* [THE TASK]
Below are entries to reproduce exactly, apart from their pictures.

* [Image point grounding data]
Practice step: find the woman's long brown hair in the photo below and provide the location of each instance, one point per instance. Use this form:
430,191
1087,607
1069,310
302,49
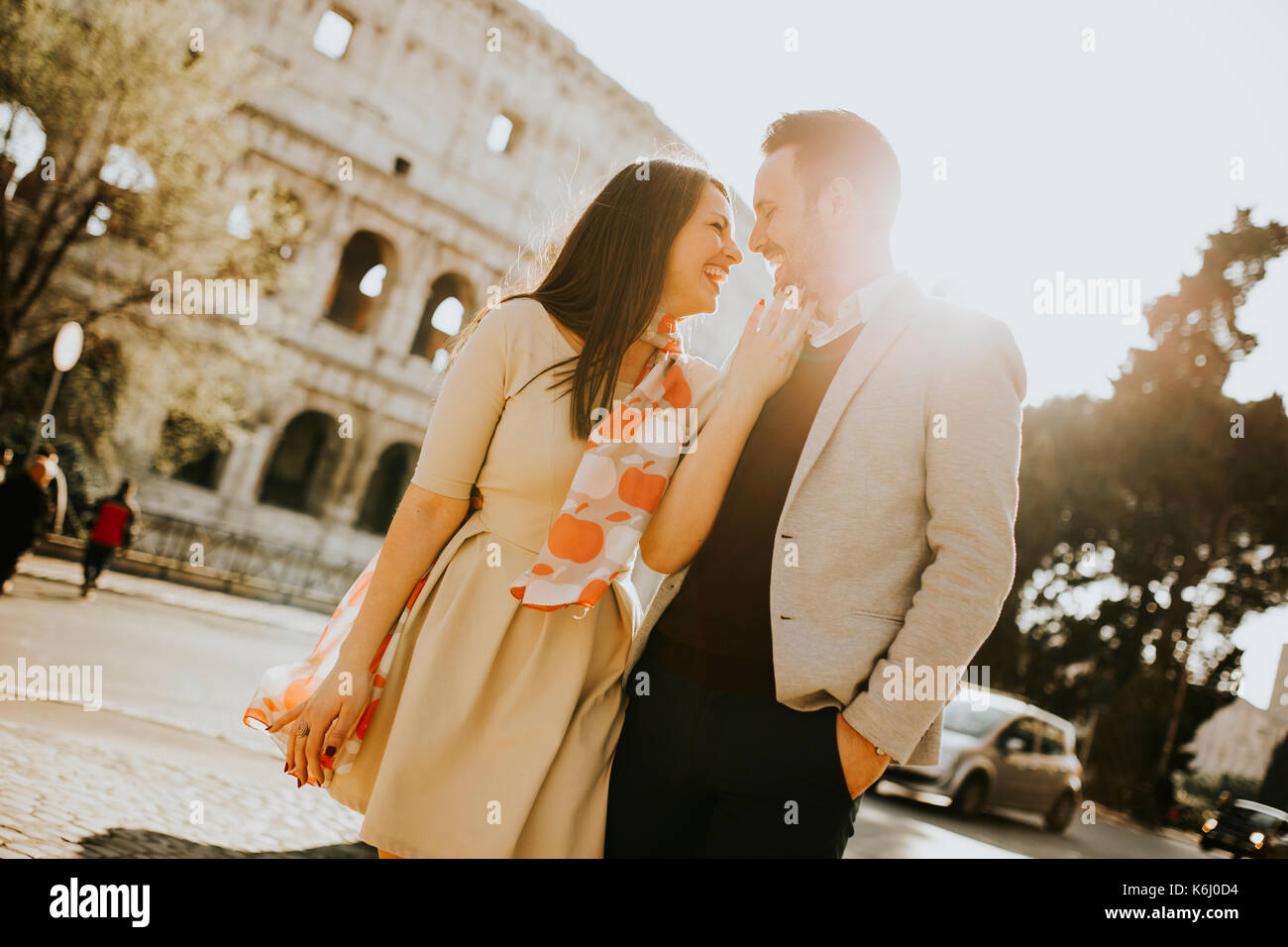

* [RESPONSE TO THE EXERCISE]
Practice step: find the woman's long brown hair in the photo below and provide the location of each instance, one point per instance. Use this form:
430,191
1087,607
1069,310
302,49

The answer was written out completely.